## DOCUMENT SOURCE
=-=-=

Le repos et la sainte convocation n’avaient pas lieu dans les autres fêtes de nouvelles lunes qui n’étaient signalées que par le son des trompettes et un double holocauste. La raison de cette différence est que cette nouvelle lune ouvrait le 7e mois dans le cours duquel se célébraient le grand jour des Expiations et la fête des Tabernacles. Cette double circonstance donnait au septième mois tout entier un caractère très solennel et en quelque sorte très sabbatique. De là la solennité spéciale qui s’attache au premier jour de ce mois. Après l’exil et surtout depuis l’époque des Séleucides, les Juifs célébrèrent ce premier jour du septième mois comme leur nouvel an, le commencement de l’année civile ; mais ici rien de pareil n’est indiqué et Exode 12.2 s’oppose à une telle supputation.
Fanfare : il s’agit d’un cor en forme de corne de bélier et non des trompettes d’argent, avec lesquelles on donnait divers signaux (Nombres 10.2-9) et qui annonçaient les nouvelles lunes ordinaires (Nombres 10.10).
Un rappel : rappelant au peuple le commencement de la fête. Il est remarquable que Nombres 28.11 indique pour les nouvelles lunes ordinaires un sacrifice plus grand (deux veaux) que Nombres 29.2 ne le fait pour la nouvelle lune si solennelle du septième mois. Mais il faut admettre que ce sacrifice d’un veau est en sus du sacrifice régulier de deux veaux, comme celui-ci était en sus de l’holocauste journalier d’un agneau.
Voir sur les cérémonies de ce jour Lévitique 16. Les deux points relevés ici avec insistance sont le repos absolu et le jeûne ou mortification. Les violateurs de ces deux prescriptions sont menacés de mort.
Or : en hébreu ak : seulement. Cette conjonction signale l’ordonnance suivante comme particulièrement importante.
Vous vous mortifierez : par le jeûne. C’était là le seul jeûne imposé par la loi de Moïse.
D’un soir jusqu’à l’autre : un jour civil complet et non pas seulement le jour naturel, allant du matin au soir.
Votre repos : ce repos qui vous est imposé et qui est pour vous un bienfait.
Cette fête des Tabernacles porte Exode 23.16 et Exode 34.22 le nom de fête de la récolte. Chacun des sept jours (du 15 au 21 Tischri) était solennisé par des sacrifices (Nombres 29.13) ; comparez à la fin du chapitre, versets 39 à 43.
À la fête de clôture.
La fête des Tabernacles ne durait que sept jours, comme celle de Pâques. Mais elle était suivie d’un huitième jour férié qui se nommait la clôture, parce qu’il fermait non seulement cette semaine de fête, mais encore tout le cycle des fêtes annuelles. Comme ce jour n’appartenait plus à la fête proprement dite, le nombre des victimes offertes était inférieur, à celui des jours précédents (Nombres 29.36).
Conclusion des ordonnances du chapitre 23 relatives aux fêtes qui doivent être marquées par une sainte convocation.
Voir les versets 3, 4, 8, 21, 24, 27, 35 et 36. Le sabbat, comme nous l’avons constaté par la forme même du texte, n’y est rappelé qu’en passant (verset 38), parce qu’il ne fait pas partie des fêtes annuelles (mohadim).

=-=-=

## Éléments d’une collection d’étiquetage
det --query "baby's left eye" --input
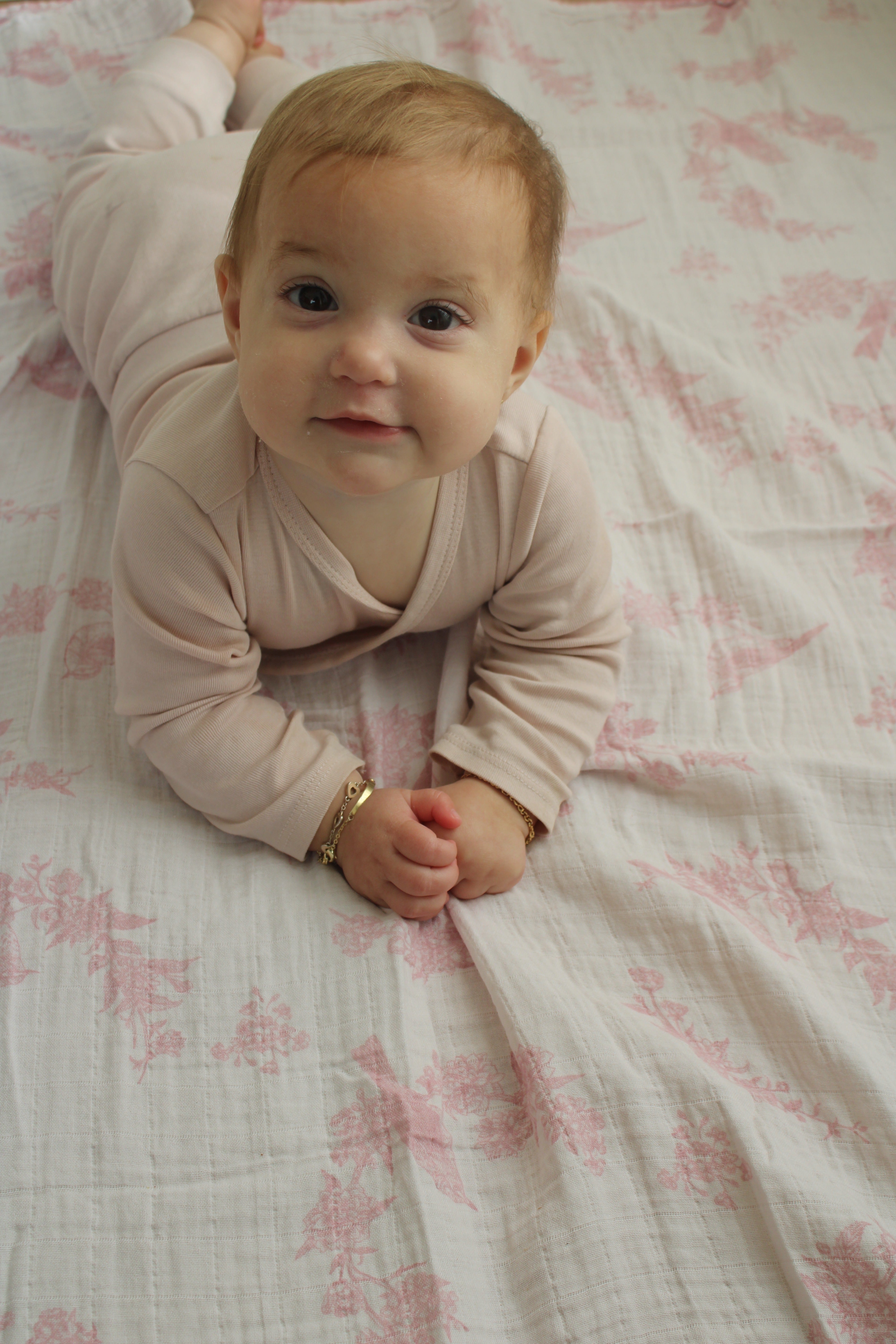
[408,304,463,332]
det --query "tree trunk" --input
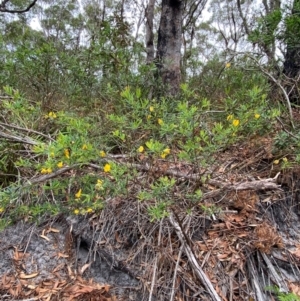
[157,0,183,95]
[283,0,300,104]
[145,0,156,64]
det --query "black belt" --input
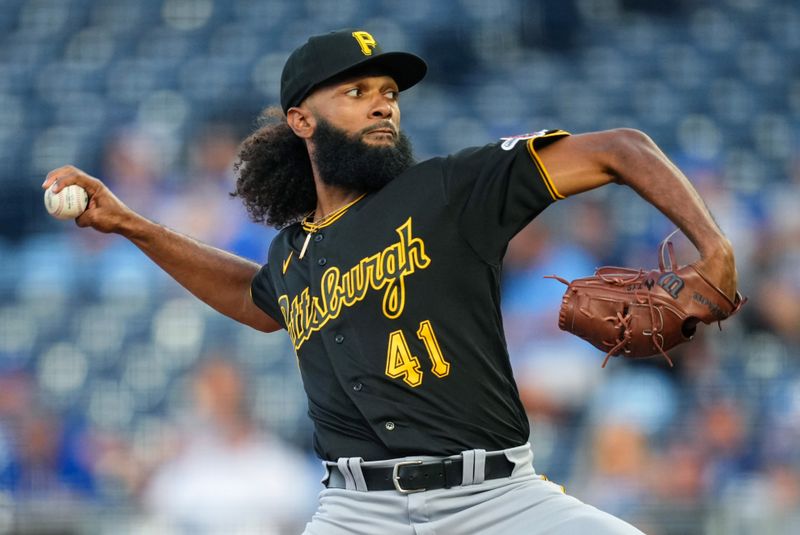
[325,454,514,494]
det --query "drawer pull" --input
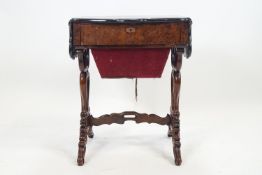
[126,27,136,33]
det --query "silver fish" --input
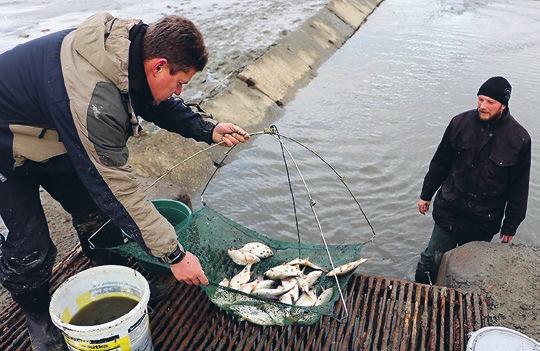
[315,288,334,306]
[256,279,276,289]
[279,292,293,305]
[229,264,251,290]
[264,264,302,279]
[240,242,274,258]
[281,277,298,288]
[253,286,292,299]
[240,279,260,294]
[289,285,300,302]
[227,249,261,266]
[298,271,322,292]
[326,258,367,277]
[295,293,317,307]
[287,258,325,271]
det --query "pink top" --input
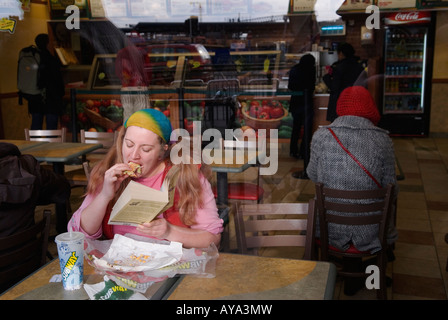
[67,172,223,239]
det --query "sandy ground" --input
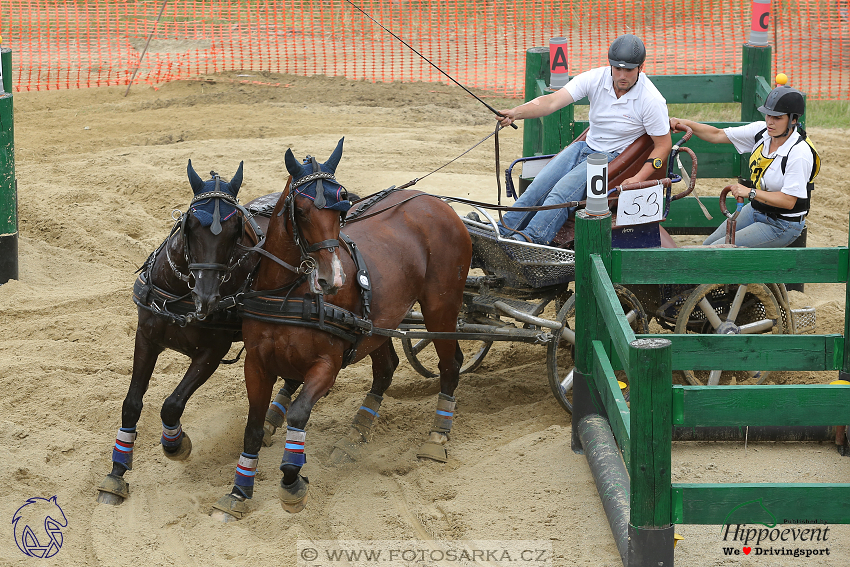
[0,74,850,566]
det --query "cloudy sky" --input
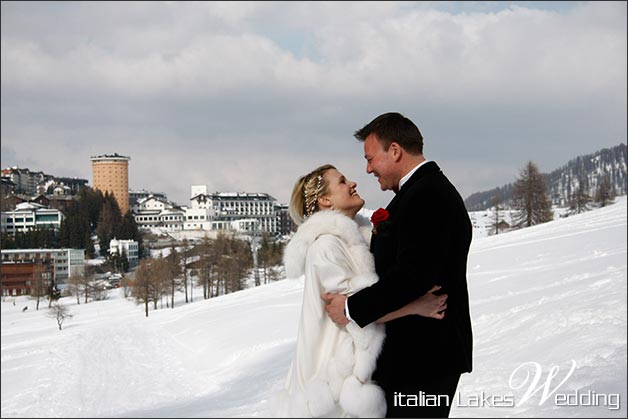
[1,1,627,208]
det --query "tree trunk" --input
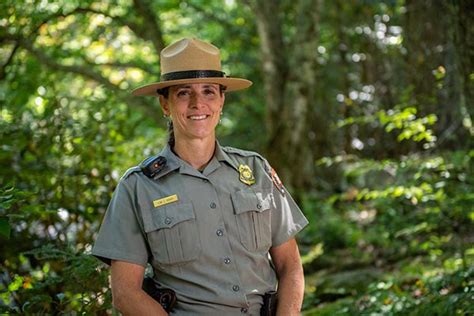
[250,0,328,192]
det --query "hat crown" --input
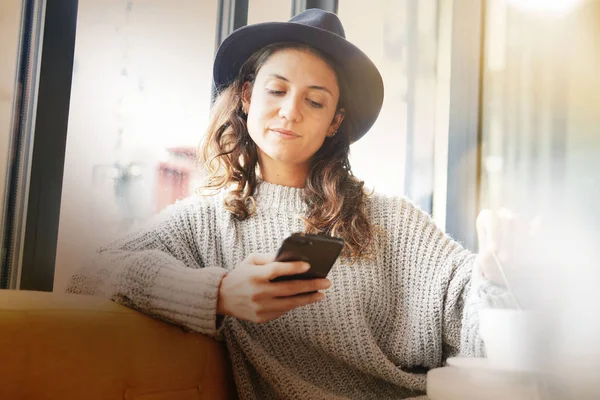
[290,8,346,39]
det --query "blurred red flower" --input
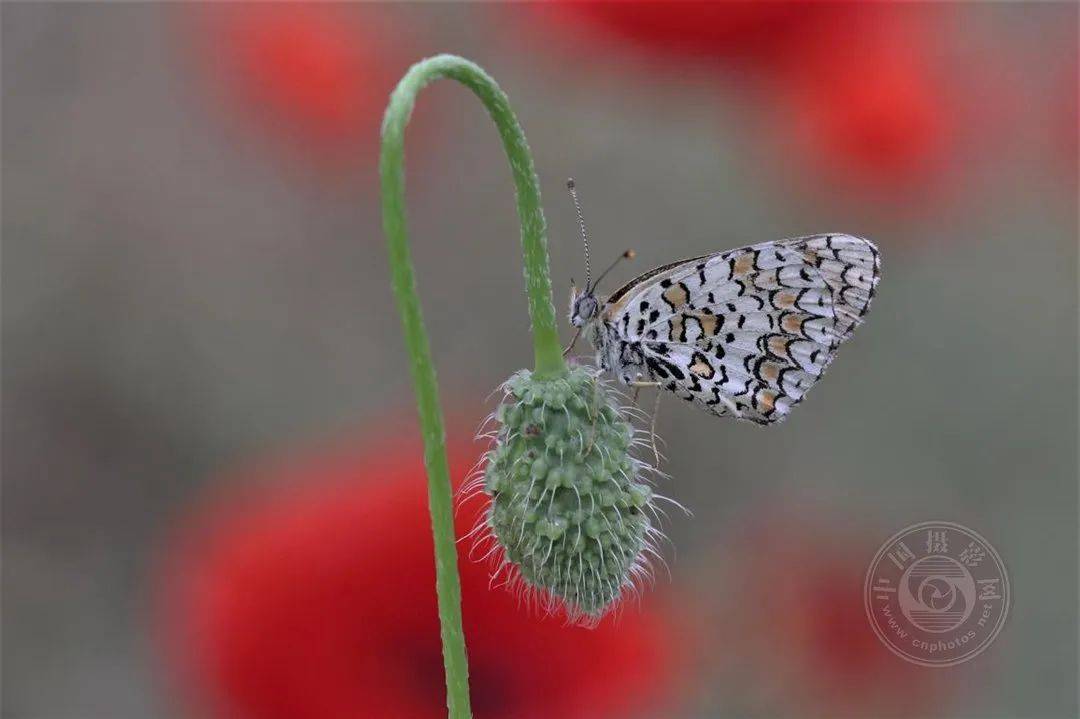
[548,0,838,69]
[161,427,675,719]
[699,510,945,718]
[187,3,406,172]
[777,5,962,191]
[527,0,963,200]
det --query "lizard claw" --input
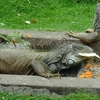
[45,72,61,79]
[66,31,74,36]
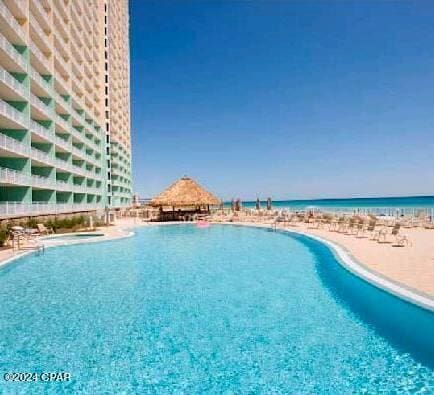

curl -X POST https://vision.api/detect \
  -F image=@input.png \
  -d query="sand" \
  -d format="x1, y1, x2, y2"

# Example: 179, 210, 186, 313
0, 218, 434, 298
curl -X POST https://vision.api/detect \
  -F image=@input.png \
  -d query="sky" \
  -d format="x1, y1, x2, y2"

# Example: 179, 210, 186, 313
130, 0, 434, 200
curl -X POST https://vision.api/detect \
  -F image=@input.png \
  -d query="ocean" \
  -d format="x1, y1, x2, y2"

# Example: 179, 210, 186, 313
225, 196, 434, 213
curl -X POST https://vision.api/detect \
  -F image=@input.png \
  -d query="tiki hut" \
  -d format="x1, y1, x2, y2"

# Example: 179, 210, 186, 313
150, 177, 221, 221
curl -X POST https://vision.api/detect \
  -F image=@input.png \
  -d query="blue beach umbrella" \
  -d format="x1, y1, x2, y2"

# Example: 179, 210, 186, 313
256, 198, 261, 210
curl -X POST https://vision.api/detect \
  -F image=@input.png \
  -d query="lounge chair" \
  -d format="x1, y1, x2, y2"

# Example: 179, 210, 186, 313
376, 223, 410, 247
36, 224, 54, 235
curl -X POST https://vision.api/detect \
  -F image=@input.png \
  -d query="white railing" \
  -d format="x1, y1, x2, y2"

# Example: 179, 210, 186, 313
0, 133, 30, 156
0, 202, 104, 218
0, 66, 27, 99
55, 113, 71, 132
0, 2, 25, 37
29, 11, 52, 50
30, 119, 53, 141
29, 42, 50, 71
31, 174, 56, 189
0, 167, 30, 185
54, 135, 72, 151
52, 89, 71, 113
0, 99, 28, 128
53, 7, 69, 37
32, 0, 50, 26
30, 92, 53, 119
30, 147, 53, 166
30, 69, 52, 94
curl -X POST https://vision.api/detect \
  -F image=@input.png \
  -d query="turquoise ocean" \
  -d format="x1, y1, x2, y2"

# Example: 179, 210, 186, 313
225, 196, 434, 212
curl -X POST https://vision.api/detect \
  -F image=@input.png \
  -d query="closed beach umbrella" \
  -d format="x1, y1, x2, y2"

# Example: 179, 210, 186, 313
256, 198, 261, 210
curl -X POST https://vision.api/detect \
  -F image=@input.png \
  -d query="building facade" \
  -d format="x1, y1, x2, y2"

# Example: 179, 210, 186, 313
104, 0, 132, 207
0, 0, 131, 218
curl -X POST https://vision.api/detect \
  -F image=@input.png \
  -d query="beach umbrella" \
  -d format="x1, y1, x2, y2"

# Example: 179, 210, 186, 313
256, 198, 261, 210
267, 198, 271, 210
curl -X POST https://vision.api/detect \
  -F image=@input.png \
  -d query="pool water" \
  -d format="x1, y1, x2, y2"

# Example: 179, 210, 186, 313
42, 233, 104, 242
0, 225, 434, 394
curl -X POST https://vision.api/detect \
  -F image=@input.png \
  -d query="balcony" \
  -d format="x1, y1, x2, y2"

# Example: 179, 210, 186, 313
0, 33, 27, 73
29, 12, 52, 52
0, 202, 104, 218
0, 133, 30, 157
0, 167, 31, 185
30, 119, 54, 143
30, 93, 53, 120
30, 0, 51, 30
30, 69, 52, 96
0, 99, 28, 129
29, 42, 51, 74
53, 8, 69, 42
0, 66, 28, 101
54, 113, 71, 133
0, 2, 26, 45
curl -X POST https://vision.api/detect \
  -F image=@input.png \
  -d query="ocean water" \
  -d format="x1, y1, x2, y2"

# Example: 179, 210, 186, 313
0, 225, 434, 394
225, 196, 434, 211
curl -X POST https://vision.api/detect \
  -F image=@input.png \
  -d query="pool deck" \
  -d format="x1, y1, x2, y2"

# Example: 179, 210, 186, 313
0, 218, 434, 310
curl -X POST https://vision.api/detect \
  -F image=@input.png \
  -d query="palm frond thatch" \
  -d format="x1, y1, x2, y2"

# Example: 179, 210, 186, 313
150, 177, 221, 207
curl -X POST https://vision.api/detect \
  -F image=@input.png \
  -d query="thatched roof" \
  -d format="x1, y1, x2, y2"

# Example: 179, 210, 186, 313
150, 177, 221, 207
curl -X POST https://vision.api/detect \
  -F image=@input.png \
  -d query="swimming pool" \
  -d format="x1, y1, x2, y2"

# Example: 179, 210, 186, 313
41, 233, 104, 242
0, 225, 434, 394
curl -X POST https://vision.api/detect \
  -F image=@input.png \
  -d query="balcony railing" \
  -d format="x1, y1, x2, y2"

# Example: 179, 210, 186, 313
0, 167, 30, 185
30, 69, 52, 94
30, 93, 53, 119
0, 99, 28, 128
0, 202, 104, 218
0, 2, 25, 37
0, 66, 28, 99
30, 119, 53, 141
0, 34, 27, 71
32, 0, 51, 30
29, 42, 51, 73
0, 133, 30, 156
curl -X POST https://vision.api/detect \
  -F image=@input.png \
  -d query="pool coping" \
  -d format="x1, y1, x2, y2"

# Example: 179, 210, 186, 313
0, 227, 134, 270
0, 222, 434, 312
221, 222, 434, 312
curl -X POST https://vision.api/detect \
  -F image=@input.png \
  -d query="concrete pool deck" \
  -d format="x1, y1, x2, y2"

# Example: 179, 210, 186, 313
0, 218, 434, 310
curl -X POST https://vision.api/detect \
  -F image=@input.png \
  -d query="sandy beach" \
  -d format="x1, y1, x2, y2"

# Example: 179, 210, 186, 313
0, 218, 434, 304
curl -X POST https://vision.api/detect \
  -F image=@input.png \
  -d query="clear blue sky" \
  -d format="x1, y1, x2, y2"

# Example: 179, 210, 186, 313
130, 0, 434, 199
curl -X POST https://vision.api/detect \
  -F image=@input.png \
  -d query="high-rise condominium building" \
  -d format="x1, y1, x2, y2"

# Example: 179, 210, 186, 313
0, 0, 132, 218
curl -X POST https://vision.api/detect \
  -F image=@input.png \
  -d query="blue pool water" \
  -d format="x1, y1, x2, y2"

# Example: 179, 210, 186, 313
0, 225, 434, 394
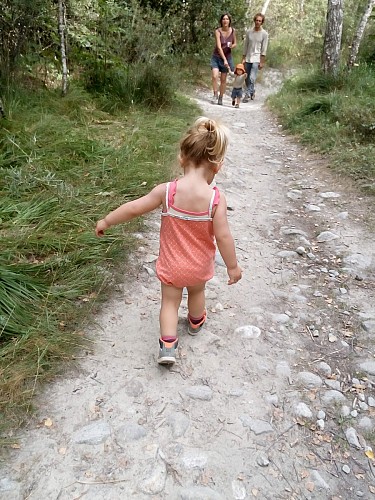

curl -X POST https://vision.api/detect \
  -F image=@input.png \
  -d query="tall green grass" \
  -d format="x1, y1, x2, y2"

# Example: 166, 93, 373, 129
268, 65, 375, 194
0, 82, 197, 427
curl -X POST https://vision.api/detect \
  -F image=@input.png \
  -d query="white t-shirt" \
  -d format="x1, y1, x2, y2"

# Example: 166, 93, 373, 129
243, 28, 268, 63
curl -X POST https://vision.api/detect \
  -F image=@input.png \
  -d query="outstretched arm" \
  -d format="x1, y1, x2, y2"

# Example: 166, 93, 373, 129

=-=-=

## CONSIGNE ÉCRITE 1
Répondez brièvement aux questions suivantes sur le commentaire des fêtes :
(a) Quel instrument le mot « Fanfare » désigne-t-il ?
(b) Combien de jours durait la fête des Tabernacles, et quel nom portait le jour férié qui la suivait ?
(c) Que signifie le mot hébreu « ak » ?
## CONSIGNE ÉCRITE 2
Prolongez le commentaire des fêtes annuelles au-delà de sa dernière phrase.

## RÉPONSE 1
(a) Il désigne un cor en forme de corne de bélier, et non les trompettes d’argent.
(b) Elle durait sept jours. Le jour férié qui la suivait se nommait la clôture.
(c) Il signifie « seulement ».

## RÉPONSE 2
Sacrifices faits par le feu. Le sacrifice pour le péché, n’étant indiqué que pour un seul cas (verset 19), n’est pas spécialement relevé dans cette récapitulation.
Holocaustes, oblations, victimes (d’actions de grâces) : ce sont les trois formes des sacrifices faits par le feu (ischsché).
Libation : l’accompagnement ordinaire des ischsché.
Appendice sur la fête des Tabernacles.
Or : voyez verset 27. La liste des convocations saintes est terminée ; le législateur ajoute exceptionnellement quelques détails sur la manière de célébrer la fête des Tabernacles et sur le souvenir qu’elle doit perpétuer. Cette adjonction se justifie aisément. Cette fête importante n’avait point encore été réglementée comme celle de Pâques dans Exode 12, celle de Pentecôte dans Exode 34.22 et celle du jour des Expiations dans Lévitique 16. Cette lacune devait être remplie.
Quand vous récolterez. Il faut plutôt traduire ainsi : Quand vous aurez récolté. Car la récolte des olives, des grenades et même du raisin ne se fait guère, du moins au nord de la Palestine, qu’en octobre. Aussi Jéroboam déplaça-t-il cette fête en la retardant d’un mois entier (1 Rois 12.32-33).
Les produits de la terre, ou, comme il est dit Deutéronome 16.13, de l’aire et de la cuve : les graines de l’été et les fruits de l’automne (raisins. olives, dattes, grenades).
De beaux fruits d’arbres : des branches d’arbres chargées de beaux fruits (oranges, citrons).
Touffus : avec un riche feuillage pour ombrager.
Saules de rivières : formant la charpente des cabanes. Plus tard (2 Maccabées 10.6), on se servit de ces branchages pour les porter en joyeuses processions. Mais ce n’était certainement pas leur destination première. Comparez Néhémie 8.15.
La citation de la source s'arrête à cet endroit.